Work to be completed.
From first line to last, transcribe the listing exactly and skip any image.

◇ ◇ ◇ ◇

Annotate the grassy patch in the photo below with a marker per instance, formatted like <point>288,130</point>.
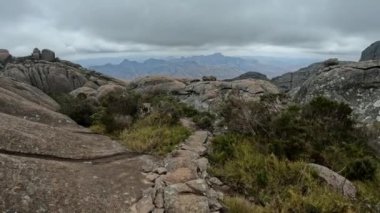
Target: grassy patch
<point>154,139</point>
<point>276,185</point>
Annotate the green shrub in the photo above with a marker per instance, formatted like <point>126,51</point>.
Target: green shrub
<point>238,205</point>
<point>79,109</point>
<point>123,103</point>
<point>360,169</point>
<point>149,137</point>
<point>276,185</point>
<point>300,132</point>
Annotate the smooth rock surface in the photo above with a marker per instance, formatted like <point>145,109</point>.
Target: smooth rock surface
<point>340,183</point>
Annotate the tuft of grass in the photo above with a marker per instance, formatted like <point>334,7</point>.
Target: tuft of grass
<point>277,185</point>
<point>154,134</point>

◇ ◇ ◇ ◇

Answer section.
Annotate the grassy patch in the photo below with a marker per instance, formatted like <point>288,130</point>.
Target: grassy patch
<point>154,139</point>
<point>276,185</point>
Annotate the green shrub in the photo above with a marker per instance, formatted like <point>126,51</point>.
Target: green shrub
<point>238,205</point>
<point>79,109</point>
<point>123,103</point>
<point>360,169</point>
<point>149,137</point>
<point>276,185</point>
<point>300,132</point>
Annotate the smooth rock surface in the photo above with a marker per instance, formatted like <point>145,109</point>.
Target: smooth rock surface
<point>340,183</point>
Annotate the tuft of grass in the photo above with a marker per instance, formatted like <point>334,7</point>.
Target: tuft of grass
<point>277,185</point>
<point>154,134</point>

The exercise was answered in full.